§ REQUIRED TASKS:
A. In the forum thread on remote execution tools, which tool does one poster say can be a bit pricey?
B. From the forum thread on remote execution tools, copy the passage starting with "Honestly, I try" and going on through "your experience been?".

Ansible works great for ad-hoc tasks, especially with the Ansible Automation Platform. It’s flexible and lets you handle complex workflows easily, but you do need to know how to set it up.
For queries like yours, I usually combine Python scripting with boto3 to leverage AWS's SSM. If resources are tagged correctly, it streamlines the process. I also use Lambda for handling certain tasks and kubectl along with bash scripts for K8s operations.
That's interesting, but I wonder if there’s a centralized tool that can unify these tasks. It can get tricky when you have different teams creating their own solutions.
I’ve had decent experiences with Puppet if you're dealing with more complex tasks. It can be a bit pricey, though. But it does the job for remote execution. Separating permissions and having scripted commands for specific tasks is key for consistency.
Honestly, I try to steer clear of ad-hoc remote execution. I prefer predefined scripts with tightly controlled permissions. For example, I set up a dedicated user for restarting services, where the shell is configured to just run the restart command, making sure there’s no chance for interactive session mishaps. I’d go with a scheduled task or a job for anything needing execution in ECS or K8s.
I see your point about security and predictability. Ad-hoc queries can be risky, but sometimes we need a bit of flexibility while still maintaining those principles. Balancing both is definitely a priority.
That's a good point about scaling. It can become challenging if you need to incorporate other tools for authentication or monitoring. What has your experience been?

§ GIVEN INFORMATION:
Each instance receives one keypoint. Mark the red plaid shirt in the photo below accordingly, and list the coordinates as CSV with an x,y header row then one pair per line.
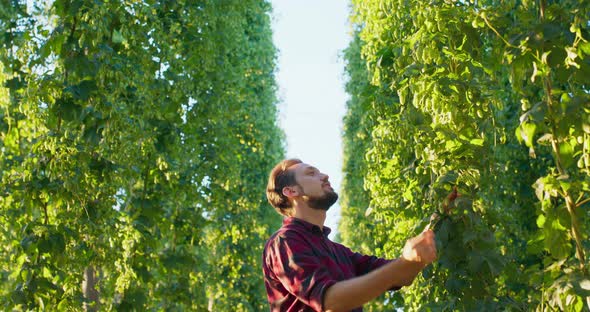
x,y
300,263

§ THE SOLUTIONS:
A. Puppet

B.
Honestly, I try to steer clear of ad-hoc remote execution. I prefer predefined scripts with tightly controlled permissions. For example, I set up a dedicated user for restarting services, where the shell is configured to just run the restart command, making sure there’s no chance for interactive session mishaps. I’d go with a scheduled task or a job for anything needing execution in ECS or K8s.
I see your point about security and predictability. Ad-hoc queries can be risky, but sometimes we need a bit of flexibility while still maintaining those principles. Balancing both is definitely a priority.
That's a good point about scaling. It can become challenging if you need to incorporate other tools for authentication or monitoring. What has your experience been?